AIM OF THE EXERCISE
Resume the blog post on the Medicaid coverage gap, writing on from its last sentence.

GIVEN TEXT
Wednesday, December 18, 2013

The Medicaid Tragedy


The following charts are all taken from a Kaiser Family Foundation report on The Coverage Gap, outlining state-by-state (all 25 are GOP-controlled states) how 4.8 million at or below the Federal Poverty Level ($11,490 for a single person) will be denied healthcare coverage that residents of other states will be getting, starting in 2014. This all makes me a bit angry and a bit ill.

In reading the KFF report, I found out some things about Medicaid I hadn't known:
  • Did you know that adults without children have not (up until the ACA) been able to get Medicaid?
  • Did you know that in the 25 red states the cutoff point for getting Medicaid is one half what it is in the mostly blue states? In other words, if you earn more than 48% of the FPL, you are cut off?
Take a look. The Medicaid-expanding states will provide Medicaid for everyone, including adults without children, up to 138% of FPL. In the 25 red states, nothing. Medicaid will remain available only for parents and only up to 47% of FPL. A bloody tragedy, to my mind.

Referring expression pointing data
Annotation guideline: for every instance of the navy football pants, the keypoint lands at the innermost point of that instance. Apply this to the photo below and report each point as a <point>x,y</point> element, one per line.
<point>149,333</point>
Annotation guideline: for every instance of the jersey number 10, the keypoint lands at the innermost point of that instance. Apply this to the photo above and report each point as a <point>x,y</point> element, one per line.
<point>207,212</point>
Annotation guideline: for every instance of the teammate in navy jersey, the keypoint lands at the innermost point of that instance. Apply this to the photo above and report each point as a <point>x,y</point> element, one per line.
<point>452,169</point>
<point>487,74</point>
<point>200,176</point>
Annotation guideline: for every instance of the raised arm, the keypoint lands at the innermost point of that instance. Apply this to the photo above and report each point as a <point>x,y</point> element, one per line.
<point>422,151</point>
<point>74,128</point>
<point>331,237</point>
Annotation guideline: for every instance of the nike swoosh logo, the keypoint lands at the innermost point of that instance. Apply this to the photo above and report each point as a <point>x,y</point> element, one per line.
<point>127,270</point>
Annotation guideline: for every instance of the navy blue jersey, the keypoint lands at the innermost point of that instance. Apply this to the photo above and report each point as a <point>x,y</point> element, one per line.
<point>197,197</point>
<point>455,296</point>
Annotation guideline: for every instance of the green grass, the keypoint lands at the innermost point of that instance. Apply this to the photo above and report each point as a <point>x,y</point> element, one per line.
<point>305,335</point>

ANSWER SPACE
In the pre-ACA system, all states had gaps (shown by the people in grey and areas without a solid colored umbrella). Poor adults without children were not covered. In red states, you were thrown off Medicaid if your earnings went above a certain number. The ACA fixed all that: everyone under 138% FPL was covered. And the Feds would carry the full load for three years, with the states picking up 10% in 2020. Red states not accepting the Medicaid expansion are leaving large numbers of their citizens uncovered, where folks in other states, at similar income levels, will be getting full coverage under Medicaid.



Look at Texas: over 1 million people who qualify for coverage under the terms of the ACA will be out in the cold, while the poor in neighboring states will be covered. A travesty, which I hope will not be allowed to stand for long.

The chart below shows the small percentage of poor that get coverage in the non-expansion-accepting red states. Wisconsin has put through legislation that replaces Medicaid with a state program, thus providing coverage to all the poor.


The waste of this makes me weep. And the downright meanness.